REQUIREMENT:
Using the data below, return all lines in which "slope" appears.

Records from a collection
'''
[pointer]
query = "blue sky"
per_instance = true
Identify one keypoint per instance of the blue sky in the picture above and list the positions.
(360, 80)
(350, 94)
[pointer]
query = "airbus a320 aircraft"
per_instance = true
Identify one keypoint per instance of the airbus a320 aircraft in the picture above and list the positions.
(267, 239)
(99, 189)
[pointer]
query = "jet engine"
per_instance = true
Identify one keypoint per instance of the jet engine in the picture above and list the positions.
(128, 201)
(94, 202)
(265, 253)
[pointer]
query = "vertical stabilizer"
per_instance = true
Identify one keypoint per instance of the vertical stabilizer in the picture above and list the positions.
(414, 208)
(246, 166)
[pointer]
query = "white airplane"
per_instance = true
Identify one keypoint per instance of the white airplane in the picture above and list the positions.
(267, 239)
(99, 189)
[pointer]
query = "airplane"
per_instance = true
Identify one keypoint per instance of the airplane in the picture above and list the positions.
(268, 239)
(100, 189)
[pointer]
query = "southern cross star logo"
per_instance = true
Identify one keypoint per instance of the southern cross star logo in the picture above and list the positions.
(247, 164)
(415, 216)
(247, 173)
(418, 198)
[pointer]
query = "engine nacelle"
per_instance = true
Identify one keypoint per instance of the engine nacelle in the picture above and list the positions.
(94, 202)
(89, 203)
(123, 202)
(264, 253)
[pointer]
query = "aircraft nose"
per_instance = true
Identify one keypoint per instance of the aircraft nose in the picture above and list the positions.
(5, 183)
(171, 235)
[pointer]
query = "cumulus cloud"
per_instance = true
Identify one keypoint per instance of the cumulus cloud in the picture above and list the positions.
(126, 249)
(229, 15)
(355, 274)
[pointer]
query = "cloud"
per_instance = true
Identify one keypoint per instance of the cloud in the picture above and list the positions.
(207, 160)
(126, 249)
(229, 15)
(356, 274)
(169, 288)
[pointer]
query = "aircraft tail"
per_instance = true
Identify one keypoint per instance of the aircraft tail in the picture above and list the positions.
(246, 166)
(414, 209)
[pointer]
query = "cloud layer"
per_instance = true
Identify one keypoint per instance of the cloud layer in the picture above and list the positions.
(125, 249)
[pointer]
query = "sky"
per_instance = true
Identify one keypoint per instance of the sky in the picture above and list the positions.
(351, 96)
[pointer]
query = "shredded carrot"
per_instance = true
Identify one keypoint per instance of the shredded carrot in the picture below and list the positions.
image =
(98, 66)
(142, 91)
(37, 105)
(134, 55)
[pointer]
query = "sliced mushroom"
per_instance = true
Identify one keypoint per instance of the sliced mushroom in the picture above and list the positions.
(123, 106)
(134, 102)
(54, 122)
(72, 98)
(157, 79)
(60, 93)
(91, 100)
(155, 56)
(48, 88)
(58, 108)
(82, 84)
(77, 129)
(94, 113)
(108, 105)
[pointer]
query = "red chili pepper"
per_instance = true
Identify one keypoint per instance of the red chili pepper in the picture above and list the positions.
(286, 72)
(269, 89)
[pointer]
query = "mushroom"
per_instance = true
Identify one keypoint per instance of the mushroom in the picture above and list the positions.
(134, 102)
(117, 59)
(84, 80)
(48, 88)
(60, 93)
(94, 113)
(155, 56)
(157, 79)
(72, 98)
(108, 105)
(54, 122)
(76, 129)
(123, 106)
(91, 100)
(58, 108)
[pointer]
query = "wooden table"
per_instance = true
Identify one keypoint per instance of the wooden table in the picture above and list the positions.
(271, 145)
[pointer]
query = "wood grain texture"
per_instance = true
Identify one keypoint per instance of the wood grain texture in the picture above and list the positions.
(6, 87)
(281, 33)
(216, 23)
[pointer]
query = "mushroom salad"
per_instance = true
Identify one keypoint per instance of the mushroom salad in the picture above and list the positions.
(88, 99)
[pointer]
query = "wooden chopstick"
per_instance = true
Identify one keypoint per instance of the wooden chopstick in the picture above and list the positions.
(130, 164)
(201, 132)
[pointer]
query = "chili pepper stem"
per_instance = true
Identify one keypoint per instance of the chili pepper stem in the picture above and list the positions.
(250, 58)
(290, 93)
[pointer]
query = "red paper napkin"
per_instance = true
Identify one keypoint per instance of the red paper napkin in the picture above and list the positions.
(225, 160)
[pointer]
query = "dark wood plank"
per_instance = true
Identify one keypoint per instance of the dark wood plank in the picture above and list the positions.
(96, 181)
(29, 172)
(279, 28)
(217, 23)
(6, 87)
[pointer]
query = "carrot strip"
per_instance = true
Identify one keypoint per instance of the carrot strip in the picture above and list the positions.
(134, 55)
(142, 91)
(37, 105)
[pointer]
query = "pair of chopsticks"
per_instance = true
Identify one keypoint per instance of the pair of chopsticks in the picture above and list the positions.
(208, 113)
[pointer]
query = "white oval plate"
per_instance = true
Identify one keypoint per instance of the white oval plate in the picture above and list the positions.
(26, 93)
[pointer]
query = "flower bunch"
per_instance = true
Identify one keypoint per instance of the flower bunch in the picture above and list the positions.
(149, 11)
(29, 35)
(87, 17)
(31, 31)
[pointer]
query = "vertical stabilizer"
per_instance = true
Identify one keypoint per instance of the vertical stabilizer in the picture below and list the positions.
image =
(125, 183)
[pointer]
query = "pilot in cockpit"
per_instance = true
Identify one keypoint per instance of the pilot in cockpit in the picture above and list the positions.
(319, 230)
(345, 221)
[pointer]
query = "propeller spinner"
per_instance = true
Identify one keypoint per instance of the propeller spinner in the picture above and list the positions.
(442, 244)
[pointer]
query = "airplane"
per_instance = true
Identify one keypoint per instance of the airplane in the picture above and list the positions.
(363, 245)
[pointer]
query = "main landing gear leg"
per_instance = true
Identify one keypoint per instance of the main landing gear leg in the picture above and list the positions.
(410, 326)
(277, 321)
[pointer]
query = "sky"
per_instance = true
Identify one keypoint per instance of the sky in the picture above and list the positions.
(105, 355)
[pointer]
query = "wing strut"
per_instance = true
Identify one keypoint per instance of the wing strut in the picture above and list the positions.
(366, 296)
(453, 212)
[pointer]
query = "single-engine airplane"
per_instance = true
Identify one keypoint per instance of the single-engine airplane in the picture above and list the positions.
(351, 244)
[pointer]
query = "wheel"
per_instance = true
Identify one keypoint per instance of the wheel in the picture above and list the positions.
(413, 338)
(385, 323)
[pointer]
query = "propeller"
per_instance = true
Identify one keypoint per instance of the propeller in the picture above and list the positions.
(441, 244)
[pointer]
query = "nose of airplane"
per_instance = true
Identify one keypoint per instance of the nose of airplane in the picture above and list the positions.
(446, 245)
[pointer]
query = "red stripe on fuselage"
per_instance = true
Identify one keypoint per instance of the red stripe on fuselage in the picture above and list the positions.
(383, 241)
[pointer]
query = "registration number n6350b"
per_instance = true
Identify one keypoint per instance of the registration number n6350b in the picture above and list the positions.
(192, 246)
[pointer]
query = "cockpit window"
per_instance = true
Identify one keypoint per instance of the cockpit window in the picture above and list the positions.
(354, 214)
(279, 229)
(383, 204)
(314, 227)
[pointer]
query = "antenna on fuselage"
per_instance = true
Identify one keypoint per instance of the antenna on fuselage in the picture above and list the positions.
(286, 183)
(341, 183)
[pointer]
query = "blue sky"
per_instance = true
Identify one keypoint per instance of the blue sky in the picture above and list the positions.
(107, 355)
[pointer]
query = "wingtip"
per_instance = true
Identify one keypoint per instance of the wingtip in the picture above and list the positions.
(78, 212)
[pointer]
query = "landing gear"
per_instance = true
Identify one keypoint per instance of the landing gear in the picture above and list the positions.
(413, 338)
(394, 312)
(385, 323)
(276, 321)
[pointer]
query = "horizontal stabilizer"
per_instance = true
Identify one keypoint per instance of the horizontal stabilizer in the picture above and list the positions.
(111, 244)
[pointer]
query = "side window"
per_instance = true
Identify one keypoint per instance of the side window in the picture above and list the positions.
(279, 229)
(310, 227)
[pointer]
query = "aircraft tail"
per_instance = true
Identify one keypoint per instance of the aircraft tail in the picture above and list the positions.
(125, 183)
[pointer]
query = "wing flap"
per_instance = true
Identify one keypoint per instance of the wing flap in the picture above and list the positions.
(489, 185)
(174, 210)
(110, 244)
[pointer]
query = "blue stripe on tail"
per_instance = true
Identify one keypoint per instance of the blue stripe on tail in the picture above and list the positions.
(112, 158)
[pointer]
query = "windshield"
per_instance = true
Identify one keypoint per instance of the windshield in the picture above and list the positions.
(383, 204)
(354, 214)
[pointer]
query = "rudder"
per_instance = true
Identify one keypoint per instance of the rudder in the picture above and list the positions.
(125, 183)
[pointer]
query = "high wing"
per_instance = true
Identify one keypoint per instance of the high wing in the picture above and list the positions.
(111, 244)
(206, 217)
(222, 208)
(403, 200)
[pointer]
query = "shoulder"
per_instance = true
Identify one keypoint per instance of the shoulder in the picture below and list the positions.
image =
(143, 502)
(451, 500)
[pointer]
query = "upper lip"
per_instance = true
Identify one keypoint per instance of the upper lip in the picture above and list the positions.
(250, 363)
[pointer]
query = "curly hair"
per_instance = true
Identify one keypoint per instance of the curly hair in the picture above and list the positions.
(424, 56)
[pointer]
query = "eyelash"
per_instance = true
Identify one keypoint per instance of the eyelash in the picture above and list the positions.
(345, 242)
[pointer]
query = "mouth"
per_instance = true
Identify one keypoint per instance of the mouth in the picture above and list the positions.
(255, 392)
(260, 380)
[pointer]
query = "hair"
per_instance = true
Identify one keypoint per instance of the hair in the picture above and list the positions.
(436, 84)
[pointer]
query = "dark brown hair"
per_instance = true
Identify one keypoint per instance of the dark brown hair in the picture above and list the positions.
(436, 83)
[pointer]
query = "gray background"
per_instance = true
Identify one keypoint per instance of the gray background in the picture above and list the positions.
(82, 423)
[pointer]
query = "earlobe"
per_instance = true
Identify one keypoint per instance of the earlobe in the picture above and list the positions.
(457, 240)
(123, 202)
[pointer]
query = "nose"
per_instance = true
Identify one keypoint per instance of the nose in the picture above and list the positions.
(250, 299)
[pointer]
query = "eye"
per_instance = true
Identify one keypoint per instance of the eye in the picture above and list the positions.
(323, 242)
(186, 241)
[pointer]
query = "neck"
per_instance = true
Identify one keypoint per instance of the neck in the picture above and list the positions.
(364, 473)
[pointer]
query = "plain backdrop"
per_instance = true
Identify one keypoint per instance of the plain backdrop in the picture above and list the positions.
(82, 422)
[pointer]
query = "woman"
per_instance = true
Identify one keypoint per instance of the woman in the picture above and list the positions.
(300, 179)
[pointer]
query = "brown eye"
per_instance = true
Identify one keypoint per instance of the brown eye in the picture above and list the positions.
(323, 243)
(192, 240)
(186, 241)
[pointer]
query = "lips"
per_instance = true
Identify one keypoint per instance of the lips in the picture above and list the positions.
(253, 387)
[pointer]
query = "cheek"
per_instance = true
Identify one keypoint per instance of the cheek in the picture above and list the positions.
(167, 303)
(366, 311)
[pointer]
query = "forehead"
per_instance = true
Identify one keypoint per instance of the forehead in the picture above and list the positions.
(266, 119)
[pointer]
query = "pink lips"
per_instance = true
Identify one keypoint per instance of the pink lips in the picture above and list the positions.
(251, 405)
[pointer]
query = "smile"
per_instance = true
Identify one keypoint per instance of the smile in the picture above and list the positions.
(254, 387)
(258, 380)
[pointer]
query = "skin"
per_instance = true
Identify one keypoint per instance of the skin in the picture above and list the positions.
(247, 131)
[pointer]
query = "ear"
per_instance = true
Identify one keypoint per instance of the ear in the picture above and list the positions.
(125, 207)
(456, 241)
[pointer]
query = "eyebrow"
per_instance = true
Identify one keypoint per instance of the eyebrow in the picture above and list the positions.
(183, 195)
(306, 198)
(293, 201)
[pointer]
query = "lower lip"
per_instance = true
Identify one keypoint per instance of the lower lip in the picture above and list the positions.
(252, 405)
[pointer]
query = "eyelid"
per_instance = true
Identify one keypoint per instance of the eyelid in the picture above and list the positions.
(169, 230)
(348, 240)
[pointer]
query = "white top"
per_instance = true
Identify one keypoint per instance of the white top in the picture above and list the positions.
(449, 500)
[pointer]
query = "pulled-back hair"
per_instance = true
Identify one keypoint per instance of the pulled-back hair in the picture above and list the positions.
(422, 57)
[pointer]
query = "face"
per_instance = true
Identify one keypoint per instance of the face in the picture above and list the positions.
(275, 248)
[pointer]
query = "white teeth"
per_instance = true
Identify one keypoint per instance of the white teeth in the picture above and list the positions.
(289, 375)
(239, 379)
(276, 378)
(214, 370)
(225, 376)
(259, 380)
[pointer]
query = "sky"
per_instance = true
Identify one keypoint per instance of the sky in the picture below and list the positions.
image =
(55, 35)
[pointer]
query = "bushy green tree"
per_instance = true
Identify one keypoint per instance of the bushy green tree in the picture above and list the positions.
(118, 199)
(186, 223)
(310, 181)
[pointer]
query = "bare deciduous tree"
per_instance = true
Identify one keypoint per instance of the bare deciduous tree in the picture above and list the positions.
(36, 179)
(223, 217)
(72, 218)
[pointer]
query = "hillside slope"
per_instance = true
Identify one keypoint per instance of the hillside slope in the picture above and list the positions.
'''
TASK OUTPUT:
query = "hillside slope"
Identify one keypoint per instance of the hillside slope in the picture above and list the positions.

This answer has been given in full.